Given exercise:
Rewrite the listing with every "stainless steel gas range" changed to "kitchen stove" and the rest left unchanged. Leave the pictures out.

Information supplied:
_ _ _

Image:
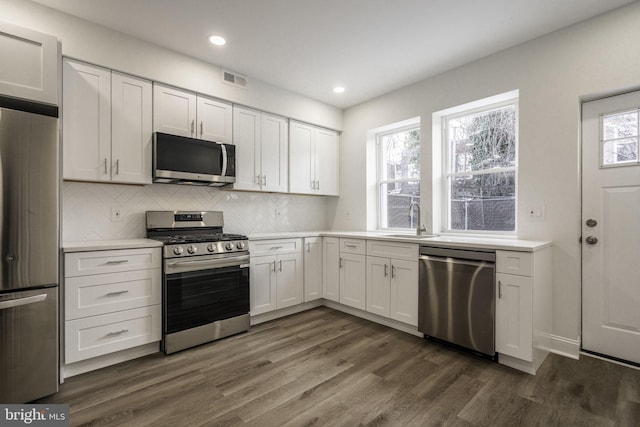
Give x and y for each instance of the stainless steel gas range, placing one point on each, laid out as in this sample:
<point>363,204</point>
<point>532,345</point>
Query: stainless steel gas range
<point>205,286</point>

_ _ _

Response for this exercise:
Image:
Give x and y for each instance of the kitchen stove, placing one point on each, laid out as in this sample:
<point>363,204</point>
<point>532,345</point>
Query: kitchen stove
<point>205,286</point>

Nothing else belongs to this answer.